---------- Dataset content

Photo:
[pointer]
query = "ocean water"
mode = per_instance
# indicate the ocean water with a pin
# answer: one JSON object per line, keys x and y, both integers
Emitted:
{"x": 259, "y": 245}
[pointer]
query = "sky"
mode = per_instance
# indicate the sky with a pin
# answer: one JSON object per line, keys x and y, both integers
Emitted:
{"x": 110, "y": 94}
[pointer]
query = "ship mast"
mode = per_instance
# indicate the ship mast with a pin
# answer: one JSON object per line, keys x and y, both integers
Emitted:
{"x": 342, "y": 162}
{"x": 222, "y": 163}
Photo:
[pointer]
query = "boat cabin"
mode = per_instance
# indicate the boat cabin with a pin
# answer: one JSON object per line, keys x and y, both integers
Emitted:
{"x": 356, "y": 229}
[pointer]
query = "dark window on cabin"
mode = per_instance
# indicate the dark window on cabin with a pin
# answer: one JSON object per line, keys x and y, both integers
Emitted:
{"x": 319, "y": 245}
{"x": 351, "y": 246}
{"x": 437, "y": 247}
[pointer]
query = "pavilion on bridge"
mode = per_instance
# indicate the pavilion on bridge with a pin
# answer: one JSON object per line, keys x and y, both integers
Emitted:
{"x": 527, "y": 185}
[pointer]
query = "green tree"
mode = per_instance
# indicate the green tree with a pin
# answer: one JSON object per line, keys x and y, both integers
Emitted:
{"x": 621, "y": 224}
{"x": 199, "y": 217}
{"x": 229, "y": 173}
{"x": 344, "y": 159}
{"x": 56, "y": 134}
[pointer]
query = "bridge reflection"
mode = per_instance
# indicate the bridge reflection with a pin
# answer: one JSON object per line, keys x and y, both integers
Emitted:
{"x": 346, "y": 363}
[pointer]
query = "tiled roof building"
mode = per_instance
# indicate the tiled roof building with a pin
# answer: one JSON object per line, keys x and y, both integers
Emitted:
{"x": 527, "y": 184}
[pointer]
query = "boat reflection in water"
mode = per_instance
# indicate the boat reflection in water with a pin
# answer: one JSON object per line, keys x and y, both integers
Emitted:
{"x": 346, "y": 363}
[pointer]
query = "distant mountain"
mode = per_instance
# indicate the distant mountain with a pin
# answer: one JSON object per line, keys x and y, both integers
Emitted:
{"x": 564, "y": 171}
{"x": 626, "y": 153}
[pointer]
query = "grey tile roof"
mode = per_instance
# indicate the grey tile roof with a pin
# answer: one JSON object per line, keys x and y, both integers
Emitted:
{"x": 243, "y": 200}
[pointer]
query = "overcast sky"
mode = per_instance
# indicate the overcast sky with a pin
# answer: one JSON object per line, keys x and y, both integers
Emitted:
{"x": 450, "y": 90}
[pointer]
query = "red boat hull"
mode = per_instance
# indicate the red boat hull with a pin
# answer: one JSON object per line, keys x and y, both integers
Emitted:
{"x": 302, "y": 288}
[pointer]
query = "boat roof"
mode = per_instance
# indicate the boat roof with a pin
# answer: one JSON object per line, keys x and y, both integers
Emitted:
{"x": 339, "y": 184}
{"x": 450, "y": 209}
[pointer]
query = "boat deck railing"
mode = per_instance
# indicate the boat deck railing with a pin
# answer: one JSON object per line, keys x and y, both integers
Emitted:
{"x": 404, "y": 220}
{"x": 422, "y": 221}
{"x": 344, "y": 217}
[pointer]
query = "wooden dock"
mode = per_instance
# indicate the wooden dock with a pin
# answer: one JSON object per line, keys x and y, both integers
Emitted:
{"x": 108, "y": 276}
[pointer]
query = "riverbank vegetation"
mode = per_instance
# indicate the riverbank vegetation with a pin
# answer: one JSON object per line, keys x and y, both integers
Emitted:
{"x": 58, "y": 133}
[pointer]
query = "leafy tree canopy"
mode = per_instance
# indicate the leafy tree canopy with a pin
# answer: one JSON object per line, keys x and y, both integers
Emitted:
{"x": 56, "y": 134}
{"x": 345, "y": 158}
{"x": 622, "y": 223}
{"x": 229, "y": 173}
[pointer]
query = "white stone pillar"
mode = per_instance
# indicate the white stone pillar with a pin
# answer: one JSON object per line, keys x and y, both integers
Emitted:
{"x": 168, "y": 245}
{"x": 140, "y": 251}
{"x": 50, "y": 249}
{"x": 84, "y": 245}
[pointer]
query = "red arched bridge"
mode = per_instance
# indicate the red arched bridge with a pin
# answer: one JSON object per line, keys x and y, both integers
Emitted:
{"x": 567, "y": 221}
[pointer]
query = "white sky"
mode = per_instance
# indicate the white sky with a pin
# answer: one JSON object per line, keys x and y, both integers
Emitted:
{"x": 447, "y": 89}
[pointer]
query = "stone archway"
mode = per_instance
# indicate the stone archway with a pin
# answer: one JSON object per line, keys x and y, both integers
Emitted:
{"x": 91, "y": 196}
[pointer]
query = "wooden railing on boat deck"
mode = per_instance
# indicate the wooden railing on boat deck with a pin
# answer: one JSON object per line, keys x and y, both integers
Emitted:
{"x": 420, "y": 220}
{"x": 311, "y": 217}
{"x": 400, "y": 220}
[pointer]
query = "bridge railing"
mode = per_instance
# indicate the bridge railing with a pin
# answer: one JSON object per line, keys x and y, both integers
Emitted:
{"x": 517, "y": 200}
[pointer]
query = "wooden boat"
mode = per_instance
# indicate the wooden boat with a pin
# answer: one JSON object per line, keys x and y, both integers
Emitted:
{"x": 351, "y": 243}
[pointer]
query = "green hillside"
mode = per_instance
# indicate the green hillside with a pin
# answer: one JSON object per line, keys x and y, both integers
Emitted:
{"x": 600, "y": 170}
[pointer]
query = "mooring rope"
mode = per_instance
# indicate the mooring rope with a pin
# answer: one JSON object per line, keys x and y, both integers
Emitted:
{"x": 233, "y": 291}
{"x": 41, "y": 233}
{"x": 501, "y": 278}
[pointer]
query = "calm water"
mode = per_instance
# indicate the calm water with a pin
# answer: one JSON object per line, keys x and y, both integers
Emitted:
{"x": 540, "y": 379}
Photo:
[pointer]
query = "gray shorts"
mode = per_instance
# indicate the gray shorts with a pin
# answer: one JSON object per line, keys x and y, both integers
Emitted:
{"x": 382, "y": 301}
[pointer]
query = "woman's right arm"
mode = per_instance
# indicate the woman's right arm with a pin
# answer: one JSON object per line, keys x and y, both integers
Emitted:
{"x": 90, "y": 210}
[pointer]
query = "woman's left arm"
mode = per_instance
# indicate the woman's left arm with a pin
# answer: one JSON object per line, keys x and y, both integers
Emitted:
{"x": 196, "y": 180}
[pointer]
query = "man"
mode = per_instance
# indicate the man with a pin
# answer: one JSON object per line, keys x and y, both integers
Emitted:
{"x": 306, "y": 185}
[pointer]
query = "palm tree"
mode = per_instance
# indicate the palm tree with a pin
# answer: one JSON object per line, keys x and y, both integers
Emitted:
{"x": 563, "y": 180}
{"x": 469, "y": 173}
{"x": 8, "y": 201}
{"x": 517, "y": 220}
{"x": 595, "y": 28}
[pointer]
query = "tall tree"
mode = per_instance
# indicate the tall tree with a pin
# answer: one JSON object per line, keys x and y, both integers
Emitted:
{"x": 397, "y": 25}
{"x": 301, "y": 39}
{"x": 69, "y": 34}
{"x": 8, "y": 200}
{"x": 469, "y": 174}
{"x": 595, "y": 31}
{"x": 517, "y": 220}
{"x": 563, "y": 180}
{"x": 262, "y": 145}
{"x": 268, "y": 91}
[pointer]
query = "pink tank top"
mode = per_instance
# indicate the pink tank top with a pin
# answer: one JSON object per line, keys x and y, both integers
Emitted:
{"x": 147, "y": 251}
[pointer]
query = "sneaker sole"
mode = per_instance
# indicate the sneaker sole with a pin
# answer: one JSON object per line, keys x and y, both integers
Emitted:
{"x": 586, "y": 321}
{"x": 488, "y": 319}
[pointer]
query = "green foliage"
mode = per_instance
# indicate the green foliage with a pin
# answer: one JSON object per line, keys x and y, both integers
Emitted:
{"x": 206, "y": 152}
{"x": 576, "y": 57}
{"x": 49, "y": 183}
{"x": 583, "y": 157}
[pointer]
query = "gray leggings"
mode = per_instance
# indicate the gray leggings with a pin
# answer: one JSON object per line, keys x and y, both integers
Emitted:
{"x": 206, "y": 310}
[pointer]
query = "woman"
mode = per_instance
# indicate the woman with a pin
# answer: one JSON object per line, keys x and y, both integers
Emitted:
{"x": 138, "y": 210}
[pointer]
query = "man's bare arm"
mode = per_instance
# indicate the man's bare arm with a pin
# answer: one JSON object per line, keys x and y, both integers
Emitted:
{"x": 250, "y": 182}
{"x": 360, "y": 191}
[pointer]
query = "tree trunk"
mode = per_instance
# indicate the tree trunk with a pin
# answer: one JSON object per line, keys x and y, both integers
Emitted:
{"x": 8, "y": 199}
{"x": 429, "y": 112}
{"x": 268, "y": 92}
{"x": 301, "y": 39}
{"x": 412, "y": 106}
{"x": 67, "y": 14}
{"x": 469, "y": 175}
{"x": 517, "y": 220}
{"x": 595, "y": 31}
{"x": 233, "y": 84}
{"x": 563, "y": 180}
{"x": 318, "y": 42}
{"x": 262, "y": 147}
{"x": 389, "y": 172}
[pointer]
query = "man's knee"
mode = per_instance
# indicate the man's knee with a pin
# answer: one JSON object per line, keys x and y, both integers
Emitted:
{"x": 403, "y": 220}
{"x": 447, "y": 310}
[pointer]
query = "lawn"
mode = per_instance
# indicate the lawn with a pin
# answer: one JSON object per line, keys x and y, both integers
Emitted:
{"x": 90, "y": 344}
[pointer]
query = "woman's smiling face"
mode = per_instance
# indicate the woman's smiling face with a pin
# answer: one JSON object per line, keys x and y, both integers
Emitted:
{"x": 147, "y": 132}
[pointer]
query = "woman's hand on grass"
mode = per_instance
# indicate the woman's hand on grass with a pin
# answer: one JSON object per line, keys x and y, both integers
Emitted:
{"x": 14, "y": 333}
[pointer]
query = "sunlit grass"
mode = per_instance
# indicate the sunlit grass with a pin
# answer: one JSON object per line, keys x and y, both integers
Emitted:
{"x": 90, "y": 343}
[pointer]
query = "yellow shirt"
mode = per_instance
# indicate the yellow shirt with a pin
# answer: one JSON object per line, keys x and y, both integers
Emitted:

--------------------

Brief: Select and copy every line of the records above that contains the string "riverbank", treating case as significant.

The output:
query = "riverbank vegetation"
# indicate the riverbank vegetation with a pin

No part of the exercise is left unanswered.